• **SUPPLIED TEXT**
So, Mesillat Yesharim defines humility as recognition of our insignificance and imperfection before God’s awesomeness, majesty, and beauty. It is an inner humility.

As if we needed a reminder, we need merely to look at the devastating path of Hurricane Katrina. No one can justifiably claim to understand the ways of God, but we can look at an event like Katrina and remind ourselves that we are not Masters of the Universe; we are powerless before God’s world.

This is the first lesson of Katrina: We are not kings; instead, we must be loyal servants. Or as Rabbi Jack Riemer told me, “The Jewish religion can be summarized in 2 sentences--there is a God in the world---and it is not me.”

Let me now share with you another lesson of Katrina; it is a second understanding of humility.

On the second day of Rosh Hashanah we read the story of the Akedah. God tells Abraham to sacrifice his beloved first-born son, Isaac. For a moment, forget the enormous, ethical and theological problems this act presents. Emotionally, as a father, this boggles my mind. I look at my children and I love them more than anything in the world; the thought of such an act makes me shudder.

And that is exactly the point. True humility is the recognition that everything and anything that we have does not belong to us. True humility is the belief that nothing in our lives is more important than our relationship with God.

Rabbi Joseph Soloveitchik once explained this very Torah passage to a Priest. He wrote:

Children are the greatest and most precious charge God has entrusted to man’s custody. Man, willy-nilly, must acknowledge this irrevocable though bitter truth; he must be ready to lose everything; if losing is what God demands. He must always answer the call summoning him to perform heroically the movement of withdrawal from the most tightly knit and natural community on earth—that of father and son.

The offering of Isaac is exemplary of this type of sacrificial service of God. When God commanded Abraham to take his son and offer him on one of the mountains, [he] did not will him to bring a physical sacrifice consisting of blood, burnt flesh and fat. All He willed Abraham to do is relinquish his son whom he showered with love that tore down all barriers separating two individual beingsand united them both into one existence. He wanted Abraham to abandon all pretense of possessiveness, all claims of unity and identity, all hopes of self-perpetuation and immortalization through Isaac and return him to Whom he belongs. This sacrifice was to express itself not in extinction of the physical Isaac, not in separation of the child from his parents…but in the spiritual retreat of a father from his son for a short period of time.

This is the second type of humility. It is the recognition that nothing we have really belongs to us. It is a humility that declares that nothing we own, possess, or hold dear is more valuable than our relationship with God. It is the humility of all our earthly relationships.

• **PROVIDED INFORMATION**
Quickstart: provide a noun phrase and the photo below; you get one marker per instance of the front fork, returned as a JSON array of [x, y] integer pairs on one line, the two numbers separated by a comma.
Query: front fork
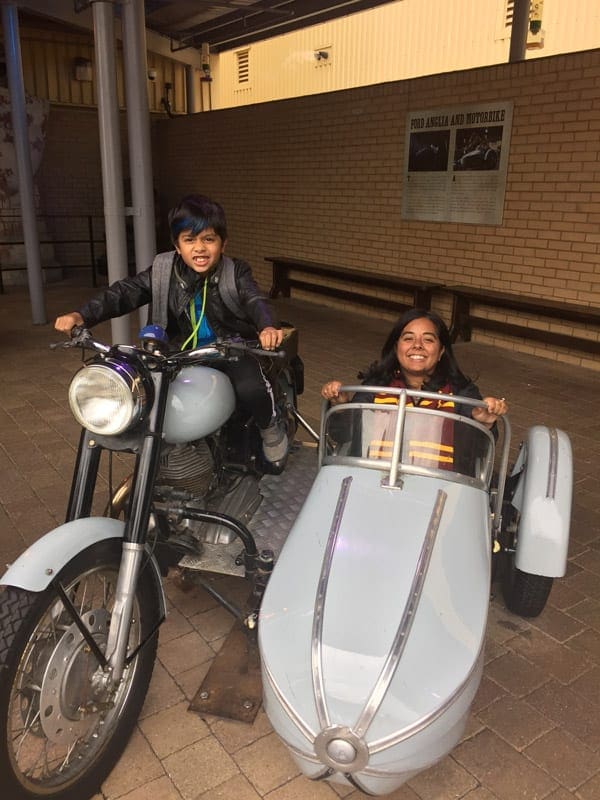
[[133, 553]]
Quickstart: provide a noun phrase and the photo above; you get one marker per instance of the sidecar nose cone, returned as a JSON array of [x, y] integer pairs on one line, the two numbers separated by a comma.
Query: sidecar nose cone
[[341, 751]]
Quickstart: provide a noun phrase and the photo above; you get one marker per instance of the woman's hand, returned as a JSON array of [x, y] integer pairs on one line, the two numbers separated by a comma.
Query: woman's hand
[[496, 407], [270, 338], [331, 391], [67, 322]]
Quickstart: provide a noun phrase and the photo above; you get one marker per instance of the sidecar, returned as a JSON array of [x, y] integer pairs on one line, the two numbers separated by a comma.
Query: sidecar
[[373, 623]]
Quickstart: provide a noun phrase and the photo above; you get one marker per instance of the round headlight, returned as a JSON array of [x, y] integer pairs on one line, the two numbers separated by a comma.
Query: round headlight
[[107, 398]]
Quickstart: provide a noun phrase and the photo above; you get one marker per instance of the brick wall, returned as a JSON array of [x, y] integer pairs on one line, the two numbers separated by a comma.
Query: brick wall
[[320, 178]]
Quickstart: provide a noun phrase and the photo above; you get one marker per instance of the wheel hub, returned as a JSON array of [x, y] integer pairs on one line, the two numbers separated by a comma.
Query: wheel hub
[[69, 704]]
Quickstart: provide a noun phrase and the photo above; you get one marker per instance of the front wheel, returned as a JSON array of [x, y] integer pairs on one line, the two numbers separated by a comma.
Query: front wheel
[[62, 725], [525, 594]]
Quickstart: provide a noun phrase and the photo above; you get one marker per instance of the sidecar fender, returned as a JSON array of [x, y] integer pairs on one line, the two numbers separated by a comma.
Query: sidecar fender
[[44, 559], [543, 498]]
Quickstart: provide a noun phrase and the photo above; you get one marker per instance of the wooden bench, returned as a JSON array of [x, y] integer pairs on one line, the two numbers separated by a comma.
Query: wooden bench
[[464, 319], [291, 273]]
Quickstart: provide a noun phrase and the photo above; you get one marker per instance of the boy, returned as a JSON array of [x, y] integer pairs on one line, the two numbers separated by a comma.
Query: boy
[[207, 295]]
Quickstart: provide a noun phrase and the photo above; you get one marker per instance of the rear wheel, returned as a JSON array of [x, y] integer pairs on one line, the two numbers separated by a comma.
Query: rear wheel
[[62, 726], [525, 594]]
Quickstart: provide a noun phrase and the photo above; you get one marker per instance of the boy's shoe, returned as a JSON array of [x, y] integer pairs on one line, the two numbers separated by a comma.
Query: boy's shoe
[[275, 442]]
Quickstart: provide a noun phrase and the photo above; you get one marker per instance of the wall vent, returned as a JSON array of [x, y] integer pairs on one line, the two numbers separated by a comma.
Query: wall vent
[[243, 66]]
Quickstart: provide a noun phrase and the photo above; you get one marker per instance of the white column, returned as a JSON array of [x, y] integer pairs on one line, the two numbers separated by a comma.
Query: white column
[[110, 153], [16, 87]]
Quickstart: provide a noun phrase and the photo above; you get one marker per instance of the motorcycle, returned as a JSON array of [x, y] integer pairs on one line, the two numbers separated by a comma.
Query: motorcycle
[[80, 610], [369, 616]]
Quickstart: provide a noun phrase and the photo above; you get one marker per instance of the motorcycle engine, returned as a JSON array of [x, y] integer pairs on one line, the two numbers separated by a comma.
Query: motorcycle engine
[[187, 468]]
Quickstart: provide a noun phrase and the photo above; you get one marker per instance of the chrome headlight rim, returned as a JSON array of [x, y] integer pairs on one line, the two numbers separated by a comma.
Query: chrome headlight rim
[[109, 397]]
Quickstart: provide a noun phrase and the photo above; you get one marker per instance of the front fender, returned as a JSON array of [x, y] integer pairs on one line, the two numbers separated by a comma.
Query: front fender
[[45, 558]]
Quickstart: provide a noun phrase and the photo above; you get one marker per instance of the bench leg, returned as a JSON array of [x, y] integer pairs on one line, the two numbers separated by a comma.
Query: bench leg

...

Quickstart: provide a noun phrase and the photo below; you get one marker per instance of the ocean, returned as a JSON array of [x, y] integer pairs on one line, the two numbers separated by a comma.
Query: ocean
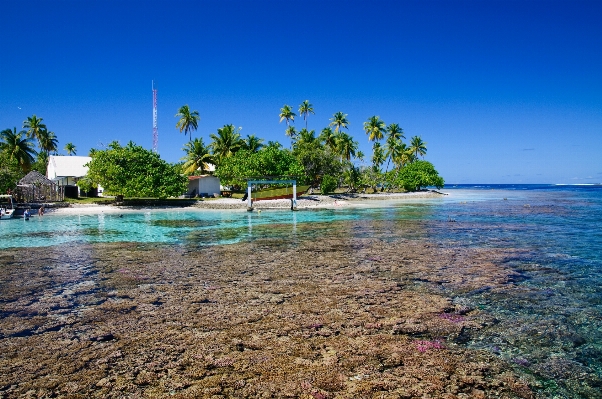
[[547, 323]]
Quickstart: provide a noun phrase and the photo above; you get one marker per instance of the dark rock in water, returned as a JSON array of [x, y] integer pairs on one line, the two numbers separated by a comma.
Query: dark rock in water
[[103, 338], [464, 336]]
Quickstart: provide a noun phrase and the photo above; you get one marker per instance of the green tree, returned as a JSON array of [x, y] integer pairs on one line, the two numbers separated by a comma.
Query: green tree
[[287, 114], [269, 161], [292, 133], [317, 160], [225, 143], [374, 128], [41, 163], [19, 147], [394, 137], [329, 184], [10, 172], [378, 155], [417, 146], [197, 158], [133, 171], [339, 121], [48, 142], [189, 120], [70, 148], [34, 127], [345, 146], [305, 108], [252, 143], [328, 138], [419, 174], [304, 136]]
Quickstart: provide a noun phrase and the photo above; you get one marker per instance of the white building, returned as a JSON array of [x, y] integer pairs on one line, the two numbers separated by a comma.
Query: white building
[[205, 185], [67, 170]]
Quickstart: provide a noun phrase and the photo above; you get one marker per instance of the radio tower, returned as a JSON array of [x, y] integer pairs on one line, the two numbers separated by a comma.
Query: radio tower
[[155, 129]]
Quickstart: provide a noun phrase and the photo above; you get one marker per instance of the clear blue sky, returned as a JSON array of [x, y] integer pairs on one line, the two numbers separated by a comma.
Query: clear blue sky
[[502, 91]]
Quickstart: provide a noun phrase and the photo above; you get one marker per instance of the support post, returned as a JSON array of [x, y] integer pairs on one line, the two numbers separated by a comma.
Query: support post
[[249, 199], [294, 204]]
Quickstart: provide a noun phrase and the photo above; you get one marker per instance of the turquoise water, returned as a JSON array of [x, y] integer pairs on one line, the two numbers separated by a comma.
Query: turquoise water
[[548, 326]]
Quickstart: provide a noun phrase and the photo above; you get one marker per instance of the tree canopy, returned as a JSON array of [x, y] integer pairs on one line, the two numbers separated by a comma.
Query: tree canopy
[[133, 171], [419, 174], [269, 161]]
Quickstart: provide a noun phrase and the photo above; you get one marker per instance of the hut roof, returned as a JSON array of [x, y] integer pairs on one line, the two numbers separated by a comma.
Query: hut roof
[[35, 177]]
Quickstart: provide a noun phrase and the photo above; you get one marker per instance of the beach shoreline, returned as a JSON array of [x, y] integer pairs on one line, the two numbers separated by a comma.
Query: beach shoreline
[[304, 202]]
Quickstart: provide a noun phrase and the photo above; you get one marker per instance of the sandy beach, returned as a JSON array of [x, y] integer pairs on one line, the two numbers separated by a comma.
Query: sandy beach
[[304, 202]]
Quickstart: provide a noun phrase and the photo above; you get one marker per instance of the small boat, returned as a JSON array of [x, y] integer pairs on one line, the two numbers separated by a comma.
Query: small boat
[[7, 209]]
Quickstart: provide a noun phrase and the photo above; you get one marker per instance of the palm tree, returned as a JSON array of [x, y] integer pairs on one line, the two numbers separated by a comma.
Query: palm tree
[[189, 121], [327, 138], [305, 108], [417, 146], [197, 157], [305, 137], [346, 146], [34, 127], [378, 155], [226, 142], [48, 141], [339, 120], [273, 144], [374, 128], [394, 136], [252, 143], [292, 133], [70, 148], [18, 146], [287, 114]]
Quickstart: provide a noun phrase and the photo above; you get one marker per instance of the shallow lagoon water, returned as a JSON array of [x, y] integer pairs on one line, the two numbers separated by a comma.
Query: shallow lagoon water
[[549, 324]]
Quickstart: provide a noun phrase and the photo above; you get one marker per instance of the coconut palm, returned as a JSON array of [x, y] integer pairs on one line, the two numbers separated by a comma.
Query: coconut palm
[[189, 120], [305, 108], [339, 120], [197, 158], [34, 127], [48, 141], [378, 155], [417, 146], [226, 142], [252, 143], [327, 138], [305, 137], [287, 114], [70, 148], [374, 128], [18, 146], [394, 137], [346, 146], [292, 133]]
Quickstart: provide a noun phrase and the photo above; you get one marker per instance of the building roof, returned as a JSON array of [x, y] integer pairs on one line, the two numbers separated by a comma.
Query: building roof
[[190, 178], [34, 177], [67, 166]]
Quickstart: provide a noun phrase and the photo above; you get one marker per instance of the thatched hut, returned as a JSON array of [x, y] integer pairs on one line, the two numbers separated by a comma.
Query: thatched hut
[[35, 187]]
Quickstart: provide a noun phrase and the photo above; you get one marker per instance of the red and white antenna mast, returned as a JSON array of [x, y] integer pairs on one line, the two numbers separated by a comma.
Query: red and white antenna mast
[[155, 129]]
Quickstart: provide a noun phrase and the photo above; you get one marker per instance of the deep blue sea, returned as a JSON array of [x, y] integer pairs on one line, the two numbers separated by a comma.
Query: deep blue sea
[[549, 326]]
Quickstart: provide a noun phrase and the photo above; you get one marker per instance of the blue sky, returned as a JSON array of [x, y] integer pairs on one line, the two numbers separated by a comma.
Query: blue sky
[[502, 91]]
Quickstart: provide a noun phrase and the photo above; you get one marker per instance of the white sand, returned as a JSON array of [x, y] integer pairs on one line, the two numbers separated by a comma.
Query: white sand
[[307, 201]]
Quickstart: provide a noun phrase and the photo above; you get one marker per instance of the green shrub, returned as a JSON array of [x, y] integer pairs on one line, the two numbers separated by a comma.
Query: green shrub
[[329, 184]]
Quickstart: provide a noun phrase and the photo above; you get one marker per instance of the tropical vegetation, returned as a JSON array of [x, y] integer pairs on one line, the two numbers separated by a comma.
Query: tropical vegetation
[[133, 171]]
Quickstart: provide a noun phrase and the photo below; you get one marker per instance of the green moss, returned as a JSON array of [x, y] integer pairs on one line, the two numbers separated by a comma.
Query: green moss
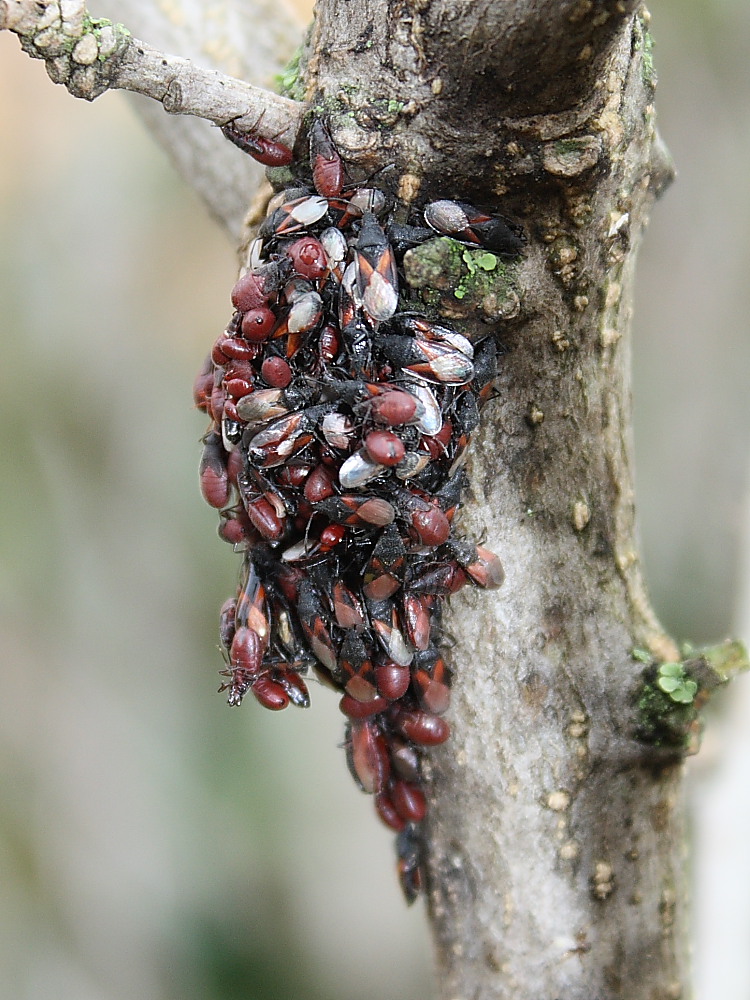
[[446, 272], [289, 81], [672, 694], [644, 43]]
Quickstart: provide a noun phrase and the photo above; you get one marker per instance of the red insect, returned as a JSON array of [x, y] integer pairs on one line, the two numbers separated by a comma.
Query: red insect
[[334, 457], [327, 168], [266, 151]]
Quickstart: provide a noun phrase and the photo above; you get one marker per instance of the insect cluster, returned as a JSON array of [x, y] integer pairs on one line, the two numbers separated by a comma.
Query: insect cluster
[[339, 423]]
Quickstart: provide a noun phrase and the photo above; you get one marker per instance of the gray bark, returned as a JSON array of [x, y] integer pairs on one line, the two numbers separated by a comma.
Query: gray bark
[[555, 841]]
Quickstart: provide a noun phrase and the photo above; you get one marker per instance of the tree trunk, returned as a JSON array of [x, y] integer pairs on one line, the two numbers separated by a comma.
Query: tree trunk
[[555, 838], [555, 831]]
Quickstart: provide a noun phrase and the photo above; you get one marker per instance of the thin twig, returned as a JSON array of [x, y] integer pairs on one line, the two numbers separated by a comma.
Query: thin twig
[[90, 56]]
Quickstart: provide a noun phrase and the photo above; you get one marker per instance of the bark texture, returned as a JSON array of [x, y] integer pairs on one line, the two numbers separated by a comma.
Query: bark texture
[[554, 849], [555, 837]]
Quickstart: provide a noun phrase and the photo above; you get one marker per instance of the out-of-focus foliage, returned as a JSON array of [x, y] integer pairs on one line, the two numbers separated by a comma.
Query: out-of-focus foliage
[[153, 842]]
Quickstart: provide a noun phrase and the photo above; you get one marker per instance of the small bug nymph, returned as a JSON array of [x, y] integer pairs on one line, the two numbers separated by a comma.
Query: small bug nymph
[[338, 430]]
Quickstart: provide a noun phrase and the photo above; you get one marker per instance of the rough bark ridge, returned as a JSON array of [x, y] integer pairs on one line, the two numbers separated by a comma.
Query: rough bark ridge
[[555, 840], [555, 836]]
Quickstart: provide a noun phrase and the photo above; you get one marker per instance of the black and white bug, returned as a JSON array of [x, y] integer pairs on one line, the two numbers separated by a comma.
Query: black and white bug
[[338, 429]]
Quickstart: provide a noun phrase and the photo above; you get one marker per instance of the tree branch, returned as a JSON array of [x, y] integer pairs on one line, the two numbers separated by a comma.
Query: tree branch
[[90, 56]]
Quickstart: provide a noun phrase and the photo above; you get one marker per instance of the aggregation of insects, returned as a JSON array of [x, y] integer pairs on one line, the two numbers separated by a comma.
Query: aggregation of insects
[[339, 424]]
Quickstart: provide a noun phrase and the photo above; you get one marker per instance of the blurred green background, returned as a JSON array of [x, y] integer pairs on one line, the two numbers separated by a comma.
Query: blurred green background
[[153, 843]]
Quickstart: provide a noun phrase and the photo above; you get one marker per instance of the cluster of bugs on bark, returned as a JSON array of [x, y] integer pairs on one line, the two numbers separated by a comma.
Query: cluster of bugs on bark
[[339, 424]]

==

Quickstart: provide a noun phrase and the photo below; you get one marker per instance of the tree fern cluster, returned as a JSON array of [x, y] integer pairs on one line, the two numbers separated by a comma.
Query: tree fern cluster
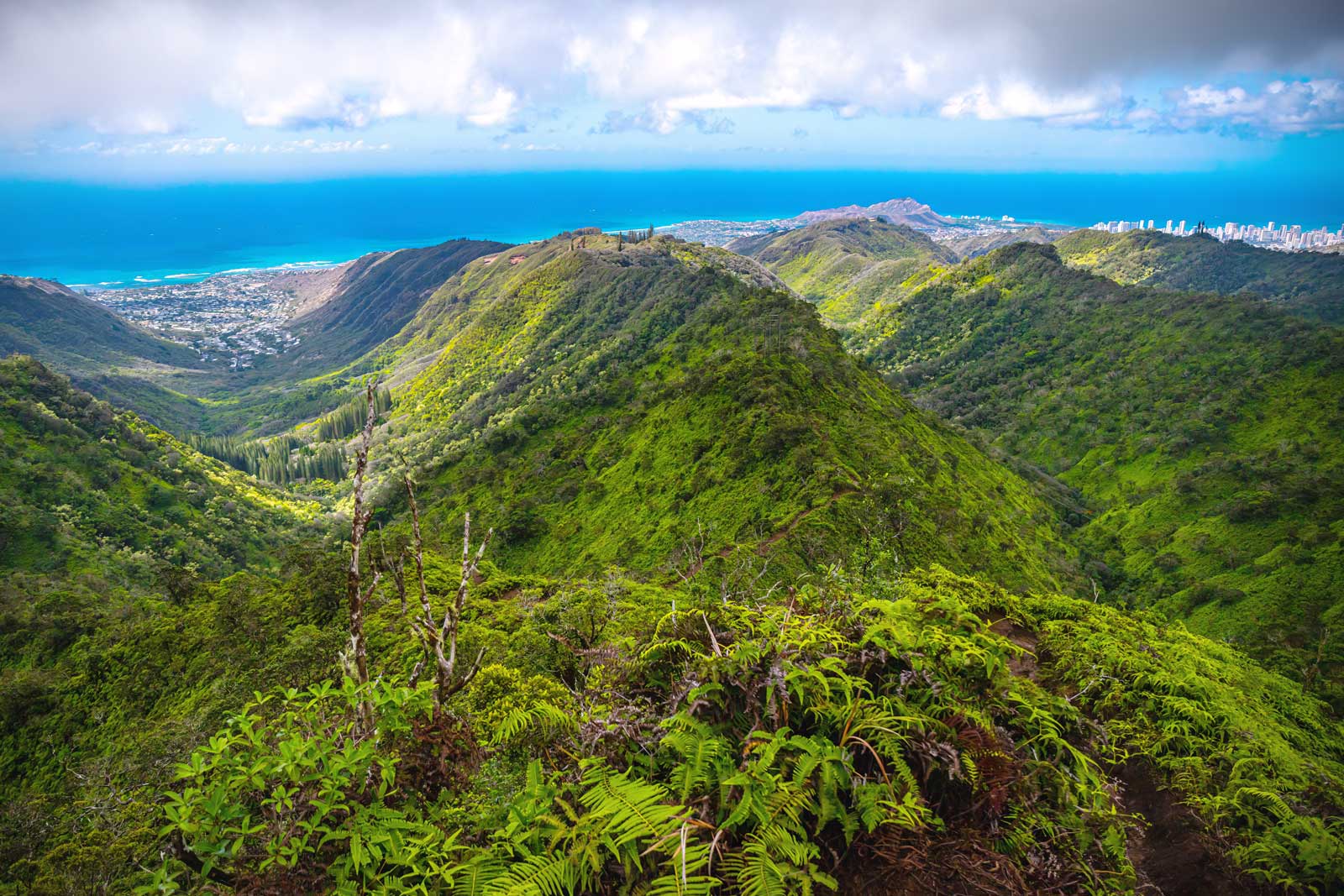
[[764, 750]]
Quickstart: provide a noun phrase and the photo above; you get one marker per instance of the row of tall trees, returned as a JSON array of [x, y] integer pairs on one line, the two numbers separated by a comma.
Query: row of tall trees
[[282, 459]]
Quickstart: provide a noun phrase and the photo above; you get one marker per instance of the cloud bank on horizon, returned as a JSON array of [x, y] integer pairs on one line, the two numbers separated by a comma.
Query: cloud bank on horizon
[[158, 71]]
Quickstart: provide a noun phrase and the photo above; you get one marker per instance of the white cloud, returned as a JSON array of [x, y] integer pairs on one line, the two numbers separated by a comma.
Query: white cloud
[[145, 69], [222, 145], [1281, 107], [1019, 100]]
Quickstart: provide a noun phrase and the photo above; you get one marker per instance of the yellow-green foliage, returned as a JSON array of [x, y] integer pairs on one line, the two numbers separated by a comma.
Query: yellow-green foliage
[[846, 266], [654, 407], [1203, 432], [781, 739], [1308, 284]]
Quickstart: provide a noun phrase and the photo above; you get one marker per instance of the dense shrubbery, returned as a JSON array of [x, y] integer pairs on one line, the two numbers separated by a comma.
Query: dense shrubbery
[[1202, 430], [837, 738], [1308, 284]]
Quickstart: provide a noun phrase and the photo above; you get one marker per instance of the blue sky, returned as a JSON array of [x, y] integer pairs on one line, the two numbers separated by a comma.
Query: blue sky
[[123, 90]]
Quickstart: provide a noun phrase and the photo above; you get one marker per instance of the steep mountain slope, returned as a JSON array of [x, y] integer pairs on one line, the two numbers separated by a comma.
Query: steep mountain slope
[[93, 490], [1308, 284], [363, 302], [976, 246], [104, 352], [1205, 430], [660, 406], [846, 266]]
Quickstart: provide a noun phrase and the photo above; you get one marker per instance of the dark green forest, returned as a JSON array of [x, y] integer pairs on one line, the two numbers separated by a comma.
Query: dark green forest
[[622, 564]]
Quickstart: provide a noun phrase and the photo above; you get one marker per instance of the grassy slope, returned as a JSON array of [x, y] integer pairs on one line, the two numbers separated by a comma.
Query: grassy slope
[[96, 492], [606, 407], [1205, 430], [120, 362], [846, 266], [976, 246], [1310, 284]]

• **WRITTEN TASKS**
#1 Within the rows, give back the stretch from the line containing "the sidecar nose" through the line containing "[[496, 407], [270, 338], [331, 391], [67, 322]]", with "noun phrase" changed to "short description" and nothing else altered. Return only those lines.
#2 Carry on the piece on humility from the point where it stops.

• **RESPONSE LIST**
#1
Quickstart: provide a short description and the photo above; you get one marker per instance of the sidecar nose cone, returned as a JSON array of [x, y] integer pairs on one line, the two numbers separated by a comma.
Query: sidecar nose cone
[[341, 751]]
Quickstart: provide a short description and the photo above; you get one marker per instance of the woman's hand, returned as a JSON array of [x, y] integer pairs on one line, the two numbers separated by a comma.
Query: woman's hand
[[496, 407], [270, 338], [331, 391], [67, 322]]

#2
In a sad way, the evacuees of Katrina now understand this humility. They have been shorn of their lives. They have seen that the only relationship that can never be terminated is a relationship with God. The lucky ones will recognize that the tragedy they have experienced will give them a greater relationship with God than many of us can ever comprehend. They will be able to internalize for the rest of their lives the lessons of humility.

The rest of us can gain insight into humility by following the teachings ofthe Torah and words of our prayers. The Torah’s teachings remind us that our lives must follow rules and laws that are not our own. Some we understand and some we don’t; but one thing must always be clear, we don’t make the rules. We must submit to God.

And the words of our prayers said throughout the day are a reminder that it is God who is King and not us. As we bow down in our prayers, we remind ourselves that our relationship with God is supreme.

What if we say that we’ll follow God in every area except for one? What we are really doing is completely rejecting God. If our submission is not total than our submission is not about God, it is only about ourselves.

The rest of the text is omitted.